:: Objective ::
Please copy every one of the following rows without changing anything.

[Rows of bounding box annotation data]
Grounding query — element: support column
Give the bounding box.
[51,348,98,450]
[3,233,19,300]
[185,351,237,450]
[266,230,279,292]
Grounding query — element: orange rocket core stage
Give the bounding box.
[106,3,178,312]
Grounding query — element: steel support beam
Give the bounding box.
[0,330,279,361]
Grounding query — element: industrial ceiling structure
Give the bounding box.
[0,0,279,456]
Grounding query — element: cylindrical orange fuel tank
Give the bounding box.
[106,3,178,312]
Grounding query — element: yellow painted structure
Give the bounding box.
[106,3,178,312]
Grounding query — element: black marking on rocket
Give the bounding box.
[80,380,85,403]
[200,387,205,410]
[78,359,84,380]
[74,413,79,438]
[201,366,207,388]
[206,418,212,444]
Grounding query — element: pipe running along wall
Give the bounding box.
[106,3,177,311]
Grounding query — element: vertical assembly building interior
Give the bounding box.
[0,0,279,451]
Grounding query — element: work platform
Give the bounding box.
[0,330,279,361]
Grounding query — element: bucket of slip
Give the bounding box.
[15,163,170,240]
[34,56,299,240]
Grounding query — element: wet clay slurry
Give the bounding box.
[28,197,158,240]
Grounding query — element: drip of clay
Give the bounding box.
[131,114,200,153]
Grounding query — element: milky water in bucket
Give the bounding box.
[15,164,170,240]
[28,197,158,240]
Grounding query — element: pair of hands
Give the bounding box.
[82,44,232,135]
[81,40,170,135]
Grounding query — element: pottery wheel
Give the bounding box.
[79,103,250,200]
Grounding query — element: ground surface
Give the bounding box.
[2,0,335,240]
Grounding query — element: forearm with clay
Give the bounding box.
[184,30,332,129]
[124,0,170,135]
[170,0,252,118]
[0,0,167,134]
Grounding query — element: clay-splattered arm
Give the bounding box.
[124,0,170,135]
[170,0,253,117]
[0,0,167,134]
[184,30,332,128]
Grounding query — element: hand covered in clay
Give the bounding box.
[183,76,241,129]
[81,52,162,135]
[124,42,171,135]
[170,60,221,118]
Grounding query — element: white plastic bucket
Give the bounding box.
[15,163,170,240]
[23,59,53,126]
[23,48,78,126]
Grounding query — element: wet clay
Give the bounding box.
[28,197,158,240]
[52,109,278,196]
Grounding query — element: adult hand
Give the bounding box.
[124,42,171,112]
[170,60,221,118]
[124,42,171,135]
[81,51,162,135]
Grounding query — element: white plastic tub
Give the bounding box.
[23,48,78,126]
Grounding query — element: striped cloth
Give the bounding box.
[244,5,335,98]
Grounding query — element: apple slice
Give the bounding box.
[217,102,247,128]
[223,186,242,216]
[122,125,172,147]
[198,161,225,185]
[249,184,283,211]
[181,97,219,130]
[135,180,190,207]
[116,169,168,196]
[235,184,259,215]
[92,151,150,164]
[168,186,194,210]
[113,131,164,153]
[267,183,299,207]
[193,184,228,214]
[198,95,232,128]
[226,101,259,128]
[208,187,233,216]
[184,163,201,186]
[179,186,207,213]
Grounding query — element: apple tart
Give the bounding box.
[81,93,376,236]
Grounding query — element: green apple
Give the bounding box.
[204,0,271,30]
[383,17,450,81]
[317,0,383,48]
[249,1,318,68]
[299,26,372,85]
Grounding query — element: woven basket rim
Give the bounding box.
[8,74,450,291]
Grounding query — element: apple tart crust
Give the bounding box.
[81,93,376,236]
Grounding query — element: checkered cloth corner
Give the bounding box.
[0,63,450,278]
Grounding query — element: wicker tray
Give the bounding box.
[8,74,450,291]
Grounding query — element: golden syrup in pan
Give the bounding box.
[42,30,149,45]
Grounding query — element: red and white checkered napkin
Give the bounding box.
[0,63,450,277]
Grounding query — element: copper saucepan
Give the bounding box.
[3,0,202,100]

:: Answer to the task ::
Grounding query — element: support column
Give the bounding box.
[51,348,98,450]
[3,233,19,300]
[185,351,237,450]
[266,230,279,292]
Grounding query — element: orange rocket core stage
Give the bounding box.
[106,3,178,312]
Grounding query — element: steel support beam
Give the bounding box.
[0,330,279,361]
Grounding query — element: industrial ceiling structure
Give the bounding box.
[0,0,279,456]
Grounding query — element: cylindrical orange fuel tank
Give the bounding box.
[106,3,178,312]
Grounding query — element: yellow painted structure
Give the bounding box.
[106,3,178,312]
Grounding query — element: black marking on rocket
Give the bounding box.
[80,380,85,403]
[200,387,205,410]
[78,359,84,380]
[74,413,79,438]
[201,366,207,388]
[206,418,212,444]
Grounding query — element: pipe running along wall
Give the bounding box.
[106,3,177,311]
Grounding query — element: vertical assembly building interior
Give the bounding box.
[0,0,279,451]
Grounding query — element: work platform
Give the bounding box.
[0,330,279,361]
Grounding query — element: bucket of slip
Give the bounding box.
[15,163,170,240]
[34,56,299,240]
Grounding query — element: wet clay slurry
Give the bounding box.
[28,197,158,240]
Grounding query — element: drip of clay
Give the bounding box.
[131,114,200,153]
Grounding query — element: milky water in bucket
Give the bounding box.
[15,164,170,240]
[28,197,158,240]
Grounding query — element: pair of hands
Give the bounding box.
[82,44,232,135]
[81,40,170,135]
Grounding query — element: pottery wheel
Give the bounding box.
[79,103,250,200]
Grounding query — element: ground surface
Give the bounding box.
[2,0,335,240]
Grounding query — element: forearm with clay
Give the bounding box.
[184,30,332,129]
[124,0,170,135]
[170,0,252,118]
[0,0,167,134]
Grounding query — element: clay-splattered arm
Give the bounding box.
[124,0,170,135]
[170,0,253,117]
[0,0,167,134]
[184,30,332,128]
Grounding query — element: hand covered in clay
Give the bounding box.
[183,76,241,129]
[81,52,162,135]
[124,42,171,135]
[170,60,221,118]
Grounding query — element: white plastic bucket
Give the bounding box.
[15,163,170,240]
[23,59,53,126]
[23,48,78,126]
Grounding query — element: wet clay
Give the bounding box.
[28,197,158,240]
[52,109,278,196]
Grounding query — element: adult hand
Give the bounding box.
[124,42,171,112]
[170,60,221,118]
[124,42,171,135]
[81,51,162,135]
Grounding query — element: white plastic tub
Give the bounding box.
[23,48,78,126]
Grounding query — element: striped cloth
Give the bounding box.
[244,5,335,98]
Grounding query — element: apple slice
Give the bounding box.
[217,102,247,128]
[223,186,242,216]
[122,125,172,147]
[198,161,225,185]
[249,184,283,211]
[181,97,219,130]
[135,180,190,207]
[116,169,168,196]
[235,184,259,215]
[92,151,150,164]
[168,186,194,210]
[113,131,164,153]
[267,183,299,207]
[193,184,228,214]
[198,95,232,128]
[226,101,259,128]
[208,187,233,216]
[184,163,201,186]
[179,186,207,213]
Grounding query — element: apple tart
Give the bounding box.
[81,93,376,236]
Grounding query — element: green apple
Give the bounding box.
[204,0,271,30]
[383,17,450,81]
[317,0,383,48]
[249,1,318,68]
[299,26,372,85]
Grounding query — element: woven basket rim
Give the bounding box.
[8,74,450,291]
Grounding query — element: apple tart crust
Give the bounding box.
[81,93,376,236]
Grounding query — element: checkered cloth corner
Give the bounding box.
[0,63,450,278]
Grounding query — element: wicker tray
Give the bounding box.
[8,74,450,291]
Grounding query — element: golden syrup in pan
Give the bounding box.
[42,30,149,45]
Grounding query — element: red and white checkered napkin
Give the bounding box.
[0,63,450,277]
Grounding query — element: copper saucepan
Give the bounding box.
[3,0,202,100]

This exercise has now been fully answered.